- _SHORT EXERCISE_:
Output nothing but the lines from the line with "drop a dot on the groceries" through the end of the listing below, both ends included.

Entries from a point annotation set

________________________

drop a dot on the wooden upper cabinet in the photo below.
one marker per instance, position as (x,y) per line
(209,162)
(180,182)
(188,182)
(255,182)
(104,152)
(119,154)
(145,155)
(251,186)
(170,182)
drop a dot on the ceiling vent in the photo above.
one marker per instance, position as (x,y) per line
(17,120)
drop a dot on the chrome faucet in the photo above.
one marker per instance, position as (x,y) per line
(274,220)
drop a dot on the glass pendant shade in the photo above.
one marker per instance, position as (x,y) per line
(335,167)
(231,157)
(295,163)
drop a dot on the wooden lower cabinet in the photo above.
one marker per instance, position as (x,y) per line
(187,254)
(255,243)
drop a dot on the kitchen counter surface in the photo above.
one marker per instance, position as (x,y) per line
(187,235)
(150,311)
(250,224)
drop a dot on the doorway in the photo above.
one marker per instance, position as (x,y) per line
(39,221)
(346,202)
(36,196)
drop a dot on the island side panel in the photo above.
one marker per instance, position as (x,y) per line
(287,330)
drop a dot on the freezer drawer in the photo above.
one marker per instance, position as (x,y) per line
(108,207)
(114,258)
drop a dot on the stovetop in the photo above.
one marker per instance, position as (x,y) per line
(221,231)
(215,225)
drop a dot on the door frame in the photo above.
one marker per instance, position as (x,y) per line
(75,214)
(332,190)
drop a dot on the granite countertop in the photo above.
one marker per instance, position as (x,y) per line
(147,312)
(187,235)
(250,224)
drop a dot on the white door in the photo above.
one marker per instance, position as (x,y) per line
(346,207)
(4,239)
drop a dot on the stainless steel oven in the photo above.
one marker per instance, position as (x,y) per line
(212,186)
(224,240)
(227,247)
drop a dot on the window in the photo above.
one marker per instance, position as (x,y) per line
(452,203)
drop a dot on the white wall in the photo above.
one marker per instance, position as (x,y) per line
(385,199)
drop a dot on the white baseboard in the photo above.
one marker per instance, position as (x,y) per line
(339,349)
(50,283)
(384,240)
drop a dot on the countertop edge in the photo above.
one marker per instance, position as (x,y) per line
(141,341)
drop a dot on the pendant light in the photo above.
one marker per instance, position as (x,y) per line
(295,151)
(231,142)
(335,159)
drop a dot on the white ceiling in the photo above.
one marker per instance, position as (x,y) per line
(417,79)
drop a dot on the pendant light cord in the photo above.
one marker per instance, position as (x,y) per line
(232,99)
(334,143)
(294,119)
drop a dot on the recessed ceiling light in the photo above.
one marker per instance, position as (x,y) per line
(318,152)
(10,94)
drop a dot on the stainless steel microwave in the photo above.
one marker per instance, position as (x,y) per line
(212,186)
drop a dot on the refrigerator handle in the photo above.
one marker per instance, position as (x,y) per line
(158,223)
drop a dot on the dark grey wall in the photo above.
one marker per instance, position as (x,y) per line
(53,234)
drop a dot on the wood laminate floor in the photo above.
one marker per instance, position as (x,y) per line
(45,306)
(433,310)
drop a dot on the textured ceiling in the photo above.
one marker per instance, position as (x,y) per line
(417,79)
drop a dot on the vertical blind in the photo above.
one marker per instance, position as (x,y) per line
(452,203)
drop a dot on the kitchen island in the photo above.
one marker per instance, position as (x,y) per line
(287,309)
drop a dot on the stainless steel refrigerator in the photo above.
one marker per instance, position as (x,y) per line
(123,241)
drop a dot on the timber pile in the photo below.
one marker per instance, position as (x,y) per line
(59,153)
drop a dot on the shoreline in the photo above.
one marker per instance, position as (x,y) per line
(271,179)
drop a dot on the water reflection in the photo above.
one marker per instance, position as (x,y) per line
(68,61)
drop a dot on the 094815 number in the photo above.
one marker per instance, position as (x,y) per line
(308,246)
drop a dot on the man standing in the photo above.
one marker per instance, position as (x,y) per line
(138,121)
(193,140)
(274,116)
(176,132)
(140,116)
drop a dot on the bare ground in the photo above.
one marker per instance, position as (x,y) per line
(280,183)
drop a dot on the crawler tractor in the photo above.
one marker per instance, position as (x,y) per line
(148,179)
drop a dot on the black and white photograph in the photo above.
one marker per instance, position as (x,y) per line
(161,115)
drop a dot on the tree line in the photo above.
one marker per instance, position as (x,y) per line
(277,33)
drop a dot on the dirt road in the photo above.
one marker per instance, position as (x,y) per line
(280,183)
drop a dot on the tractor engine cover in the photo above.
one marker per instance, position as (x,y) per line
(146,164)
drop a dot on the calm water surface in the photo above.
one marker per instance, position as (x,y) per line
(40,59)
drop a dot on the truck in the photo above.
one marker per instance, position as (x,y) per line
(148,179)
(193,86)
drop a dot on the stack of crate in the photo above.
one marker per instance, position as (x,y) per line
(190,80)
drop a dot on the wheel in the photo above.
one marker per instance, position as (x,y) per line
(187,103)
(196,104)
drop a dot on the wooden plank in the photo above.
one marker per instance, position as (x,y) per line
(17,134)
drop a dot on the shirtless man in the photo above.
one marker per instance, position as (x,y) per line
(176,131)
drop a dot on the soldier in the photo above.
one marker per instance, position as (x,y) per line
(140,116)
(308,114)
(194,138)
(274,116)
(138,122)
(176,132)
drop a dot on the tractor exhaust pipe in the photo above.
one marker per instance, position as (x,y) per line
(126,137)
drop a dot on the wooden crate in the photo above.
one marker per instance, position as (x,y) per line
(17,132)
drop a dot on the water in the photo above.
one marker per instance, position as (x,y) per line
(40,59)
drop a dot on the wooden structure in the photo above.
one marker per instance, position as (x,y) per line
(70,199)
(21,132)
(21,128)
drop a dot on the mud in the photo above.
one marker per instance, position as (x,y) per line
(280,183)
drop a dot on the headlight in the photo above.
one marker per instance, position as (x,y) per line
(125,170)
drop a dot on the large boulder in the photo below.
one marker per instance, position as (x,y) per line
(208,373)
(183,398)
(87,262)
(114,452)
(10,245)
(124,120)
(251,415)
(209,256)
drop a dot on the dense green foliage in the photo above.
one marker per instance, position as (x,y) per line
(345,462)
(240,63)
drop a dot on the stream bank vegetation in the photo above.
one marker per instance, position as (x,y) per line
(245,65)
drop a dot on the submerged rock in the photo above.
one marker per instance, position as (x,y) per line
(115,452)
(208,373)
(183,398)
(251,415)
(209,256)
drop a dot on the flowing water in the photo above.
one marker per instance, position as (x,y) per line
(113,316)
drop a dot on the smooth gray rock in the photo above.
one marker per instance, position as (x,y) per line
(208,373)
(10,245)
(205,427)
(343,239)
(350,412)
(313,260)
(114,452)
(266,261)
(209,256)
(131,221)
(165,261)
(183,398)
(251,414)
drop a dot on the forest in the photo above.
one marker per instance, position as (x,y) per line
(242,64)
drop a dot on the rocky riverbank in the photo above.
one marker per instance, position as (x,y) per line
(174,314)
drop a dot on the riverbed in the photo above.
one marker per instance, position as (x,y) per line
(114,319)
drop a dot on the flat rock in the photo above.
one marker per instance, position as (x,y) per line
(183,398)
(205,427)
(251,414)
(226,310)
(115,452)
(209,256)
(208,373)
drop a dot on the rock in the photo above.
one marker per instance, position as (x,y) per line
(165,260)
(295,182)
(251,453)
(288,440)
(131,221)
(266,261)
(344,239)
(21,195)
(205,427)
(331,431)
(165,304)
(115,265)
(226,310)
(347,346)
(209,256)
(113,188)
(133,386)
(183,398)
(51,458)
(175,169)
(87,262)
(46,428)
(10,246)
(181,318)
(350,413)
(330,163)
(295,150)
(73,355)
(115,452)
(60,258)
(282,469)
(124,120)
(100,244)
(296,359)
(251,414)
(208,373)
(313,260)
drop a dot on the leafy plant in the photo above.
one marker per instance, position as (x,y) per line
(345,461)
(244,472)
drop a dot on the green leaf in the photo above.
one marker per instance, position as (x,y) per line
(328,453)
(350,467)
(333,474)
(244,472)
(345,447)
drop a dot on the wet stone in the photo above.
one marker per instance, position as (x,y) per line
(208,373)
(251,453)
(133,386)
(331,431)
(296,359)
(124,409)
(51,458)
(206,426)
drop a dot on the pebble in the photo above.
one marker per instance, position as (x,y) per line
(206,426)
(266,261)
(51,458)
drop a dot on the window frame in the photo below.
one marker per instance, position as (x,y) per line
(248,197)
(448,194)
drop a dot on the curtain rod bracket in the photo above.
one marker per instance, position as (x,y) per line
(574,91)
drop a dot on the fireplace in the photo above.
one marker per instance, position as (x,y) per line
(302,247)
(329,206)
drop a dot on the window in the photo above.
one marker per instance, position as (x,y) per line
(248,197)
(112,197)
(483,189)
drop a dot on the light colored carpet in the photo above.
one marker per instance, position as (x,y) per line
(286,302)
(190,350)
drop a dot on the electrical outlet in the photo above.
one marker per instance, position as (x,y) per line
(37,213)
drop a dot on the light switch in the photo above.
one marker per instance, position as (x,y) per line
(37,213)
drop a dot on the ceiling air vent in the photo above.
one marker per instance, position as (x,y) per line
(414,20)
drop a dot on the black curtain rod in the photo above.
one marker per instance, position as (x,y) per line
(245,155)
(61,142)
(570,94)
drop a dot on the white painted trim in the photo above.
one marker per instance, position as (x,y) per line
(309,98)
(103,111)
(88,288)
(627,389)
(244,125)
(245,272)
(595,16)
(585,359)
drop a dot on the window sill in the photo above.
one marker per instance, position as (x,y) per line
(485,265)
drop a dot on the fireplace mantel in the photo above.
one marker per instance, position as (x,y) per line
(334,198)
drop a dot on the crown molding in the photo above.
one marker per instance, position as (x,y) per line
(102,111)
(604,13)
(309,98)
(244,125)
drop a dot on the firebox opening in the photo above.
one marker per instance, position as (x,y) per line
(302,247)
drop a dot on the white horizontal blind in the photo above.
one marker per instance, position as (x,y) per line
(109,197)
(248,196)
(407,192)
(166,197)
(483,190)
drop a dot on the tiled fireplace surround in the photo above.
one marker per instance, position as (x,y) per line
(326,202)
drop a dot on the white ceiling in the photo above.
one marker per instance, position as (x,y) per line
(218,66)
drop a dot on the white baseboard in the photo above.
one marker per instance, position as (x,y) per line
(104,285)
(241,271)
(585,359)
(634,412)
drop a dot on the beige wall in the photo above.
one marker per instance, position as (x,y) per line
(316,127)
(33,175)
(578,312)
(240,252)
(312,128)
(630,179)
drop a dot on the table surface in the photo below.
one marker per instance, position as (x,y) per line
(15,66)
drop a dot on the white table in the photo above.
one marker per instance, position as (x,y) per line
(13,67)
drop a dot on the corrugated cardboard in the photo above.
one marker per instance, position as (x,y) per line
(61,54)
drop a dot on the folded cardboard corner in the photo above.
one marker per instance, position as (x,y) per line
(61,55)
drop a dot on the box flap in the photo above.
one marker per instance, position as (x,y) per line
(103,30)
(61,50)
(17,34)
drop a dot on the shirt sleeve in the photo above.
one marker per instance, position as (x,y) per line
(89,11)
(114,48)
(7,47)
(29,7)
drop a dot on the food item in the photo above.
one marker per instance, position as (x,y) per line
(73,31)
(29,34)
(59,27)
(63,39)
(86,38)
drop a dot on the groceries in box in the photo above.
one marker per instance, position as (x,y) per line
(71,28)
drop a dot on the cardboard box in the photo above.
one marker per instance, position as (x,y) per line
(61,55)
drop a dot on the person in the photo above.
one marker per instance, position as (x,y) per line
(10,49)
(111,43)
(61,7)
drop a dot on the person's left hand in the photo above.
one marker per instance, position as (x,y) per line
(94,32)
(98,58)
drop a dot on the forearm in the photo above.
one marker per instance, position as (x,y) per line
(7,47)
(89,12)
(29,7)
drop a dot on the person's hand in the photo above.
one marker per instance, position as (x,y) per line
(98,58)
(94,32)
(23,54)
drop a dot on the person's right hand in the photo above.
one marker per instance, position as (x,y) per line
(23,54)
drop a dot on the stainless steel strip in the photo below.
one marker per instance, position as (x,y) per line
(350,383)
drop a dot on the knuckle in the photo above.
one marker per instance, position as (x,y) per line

________________________

- _WRITTEN RESPONSE_:
drop a dot on the groceries in box in the photo above.
one marker per instance, position as (x,y) per line
(71,28)
drop a dot on the cardboard box in the photo above.
one marker per instance, position as (x,y) per line
(61,55)
drop a dot on the person in the photo above.
one marker per instance, position as (x,y) per line
(10,49)
(111,43)
(61,7)
drop a dot on the person's left hand in the photo above.
one marker per instance, position as (x,y) per line
(94,32)
(98,58)
drop a dot on the forearm in the photo above.
one marker per instance, position as (x,y) per line
(7,47)
(89,12)
(29,7)
drop a dot on the person's hand in the photo above.
one marker per instance, position as (x,y) per line
(98,58)
(94,32)
(23,54)
drop a dot on the person's right hand in the photo above.
one marker per instance, position as (x,y) per line
(23,54)
drop a dot on the stainless steel strip in the photo below.
one marker per instance, position as (x,y) per line
(350,383)
drop a dot on the knuckle in the photo above.
one marker per instance, position as (x,y) per line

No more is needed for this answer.